DOCUMENT SECTION:

┌──

The creative partnership

Trolley’d led concept, production, beverage and creative direction, commissioning Tortuga Studios for the experiential build, Malt Shop Rollers for the performance layer, and chef Shannon Martinez for the plant-led menu.

03

The festival run

Delivered at Darling Harbour from 23 May to 14 June 2025, nightly from 6:00pm to 11:00pm, across the Vivid Sydney festival period.

04

The capacity model

The approved operating model allowed up to 1,150 diner patrons per day, approximately 165 patrons every 45 minutes, peak service design capacity of up to 230 guests per hour, and roller-rink capacity of 126 skaters per session across five nightly sessions.

06

The press coverage

Confirmed coverage and listings included Time Out Sydney, Man of Many, Concrete Playground, Destination NSW, City of Sydney What’s On, and official Vivid / Darling Harbour event listings.

07

The reporting infrastructure

The activation included measurable reporting systems: attendance counts, postcode capture, consent-based email collection, purchase data, POS reporting, security incident logs, waste-management processes and post-event reporting obligations.

08

The transferability

The assets, crew protocols, beverage systems, guest-flow model, reporting infrastructure and creative framework can be redeployed into corporate activations, agency briefs, festival programs, venue partnerships, tourism experiences and major public events.

The Operating Logic

Why It Worked

Neon Dreams worked because the experience was designed before the first guest arrived. The creative, service, hospitality, sustainability and guest-flow systems were built to operate as one world.

01

Camera-first design was built into every angle.

Vivid is a visual festival, so looking good was only the entry requirement. Neon Dreams was designed for photography from the start: diner facade, aircraft setting, service moments, food, drinks, uniforms, roller movement and lighting all had to work on camera without feeling staged.

02

One creative world held from entry to exit.

Retro aviation roller-diner was not a mood board. It was the operating constraint. Food, drinks, music, service style, signage, uniforms, lighting and performance were all tested against the same world. That coherence is what separates an activation from a themed stall.

03

Dwell time was the commercial metric.

The goal was not to move guests past a bar as quickly as possible. The goal was to make them stay. Seating, cocktail theatre, roller-skating performance, music and visual anchors were all designed to keep guests inside the world long enough to create memory, content and word of mouth.

04

The hospitality had to be credible, not festival-grade.

The drinks program was developed by Byron Woolfrey around native-botanical and provenance-led ingredients, in-house production, service speed and flavour credibility. The food program by Shannon Martinez gave the diner world real culinary weight. The service needed to feel like a flagship experience operating inside a festival, not a temporary bar dressed up for the night.

05

The system was built to redeploy.

Neon Dreams was not a disposable spectacle. The aviation assets, trolley service model, crew protocols, beverage architecture, sustainability systems, guest-flow logic and reporting infrastructure can be adapted into corporate activations, agency briefs, festival programs, tourism experiences and premium private commissions.

└──

(Dataset excerpts)
┌──

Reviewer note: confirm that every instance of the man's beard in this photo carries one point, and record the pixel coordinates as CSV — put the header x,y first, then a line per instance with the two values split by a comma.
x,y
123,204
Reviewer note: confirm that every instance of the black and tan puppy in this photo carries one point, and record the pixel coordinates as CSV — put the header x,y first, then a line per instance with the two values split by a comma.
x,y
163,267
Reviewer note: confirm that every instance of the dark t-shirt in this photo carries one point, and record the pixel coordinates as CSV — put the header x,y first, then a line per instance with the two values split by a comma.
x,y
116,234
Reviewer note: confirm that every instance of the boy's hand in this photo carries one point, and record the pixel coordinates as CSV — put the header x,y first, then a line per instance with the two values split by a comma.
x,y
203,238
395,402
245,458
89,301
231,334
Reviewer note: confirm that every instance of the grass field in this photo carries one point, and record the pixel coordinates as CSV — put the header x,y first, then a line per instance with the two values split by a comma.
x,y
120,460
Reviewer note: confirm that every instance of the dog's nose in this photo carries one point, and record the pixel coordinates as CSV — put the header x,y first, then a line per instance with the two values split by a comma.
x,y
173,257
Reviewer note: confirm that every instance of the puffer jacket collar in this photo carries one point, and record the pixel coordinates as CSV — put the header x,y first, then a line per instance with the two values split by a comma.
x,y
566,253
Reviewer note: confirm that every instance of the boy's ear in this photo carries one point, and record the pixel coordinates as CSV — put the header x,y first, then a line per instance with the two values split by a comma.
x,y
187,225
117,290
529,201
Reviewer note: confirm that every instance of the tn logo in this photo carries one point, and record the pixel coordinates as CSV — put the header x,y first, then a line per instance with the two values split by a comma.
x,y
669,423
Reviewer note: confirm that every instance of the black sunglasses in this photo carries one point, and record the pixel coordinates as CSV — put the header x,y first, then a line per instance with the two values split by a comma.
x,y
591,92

└──

YOUR ASSIGNMENT: Repeat the Neon Dreams text from "One creative world" to "the commercial metric.", swapping "mood board" for "style reference".

WRITTEN SOLUTION:
One creative world held from entry to exit.

Retro aviation roller-diner was not a style reference. It was the operating constraint. Food, drinks, music, service style, signage, uniforms, lighting and performance were all tested against the same world. That coherence is what separates an activation from a themed stall.

03

Dwell time was the commercial metric.